Exploring Bipedal Hopping through Computational Evolution

• Published in: Artificial life Vol. 25; no. 3; pp. 236 - 249
• Main Authors: Moore, Jared M., Shine, Catherine L., McGowan, Craig P., McKinley, Philip K.
• Format: Journal Article
• Language: English
• Published: One Rogers Street, Cambridge, MA 02142-1209, USA MIT Press 01.08.2019; MIT Press Journals, The
• Subjects: Algorithms; Angular momentum; Animals; Behavior, Animal; Biological Evolution; biomechanics; bipedal hopping; Computational Biology; Computer Simulation; Dipodomys - genetics; Dipodomys - physiology; Evolution; Evolutionary robotics; Gait; Gait - genetics; gait analysis; genetic algorithm; Genome - genetics; Hoppers; Legs; Locomotion; Locomotion - genetics; Lower Extremity - physiology; Tail - physiology; Torso; Evolutionary robotics; bipedal hopping; genetic algorithm; biomechanics; gait analysis
• ISSN: 1064-5462; 1530-9185
• DOI: 10.1162/artl_a_00295

Bipedal hopping is an efficient form of locomotion, yet it remains relatively rare in the natural world. Previous research has suggested that the tail balances the angular momentum of the legs to produce steady state bipedal hopping. In this study, we employ a 3D physics simulation engine to optimize gaits for an animat whose control and morphological characteristics are subject to computational evolution, which emulates properties of natural evolution. Results indicate that the order of gene fixation during the evolutionary process influences whether a bipedal hopping or quadrupedal bounding gait emerges. Furthermore, we found that in the most effective bipedal hoppers the tail balances the angular momentum of the torso, rather than the legs as previously thought. Finally, there appears to be a specific range of tail masses, as a proportion of total body mass, wherein the most effective bipedal hoppers evolve.

Dataset entries
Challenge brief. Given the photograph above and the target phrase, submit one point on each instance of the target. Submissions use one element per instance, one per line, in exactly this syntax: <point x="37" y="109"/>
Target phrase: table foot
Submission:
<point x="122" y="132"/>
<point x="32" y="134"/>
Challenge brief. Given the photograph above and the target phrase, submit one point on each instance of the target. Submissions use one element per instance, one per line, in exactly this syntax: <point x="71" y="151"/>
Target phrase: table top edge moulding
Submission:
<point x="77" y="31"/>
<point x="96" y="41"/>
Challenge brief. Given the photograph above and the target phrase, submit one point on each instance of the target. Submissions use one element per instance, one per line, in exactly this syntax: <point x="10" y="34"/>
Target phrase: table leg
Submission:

### What this exercise asks
a – Answer these questions using the text on bipedal hopping, one answer a line:
(i) In which journal, volume and issue was the study published?
(ii) According to the study's results, what does the order of gene fixation influence?
(iii) In the most effective bipedal hoppers, what does the tail balance the angular momentum of?
b – Reproduce word for word the passage of the text on bipedal hopping from "Exploring Bipedal Hopping" up to and including "McKinley, Philip K.".
The records are independent material and are not connected to the text on bipedal hopping.

### Activity answers
a –
(i) Artificial life, Vol. 25, no. 3
(ii) Whether a bipedal hopping or quadrupedal bounding gait emerges
(iii) The torso

b –
Exploring Bipedal Hopping through Computational Evolution

• Published in: Artificial life Vol. 25; no. 3; pp. 236 - 249
• Main Authors: Moore, Jared M., Shine, Catherine L., McGowan, Craig P., McKinley, Philip K.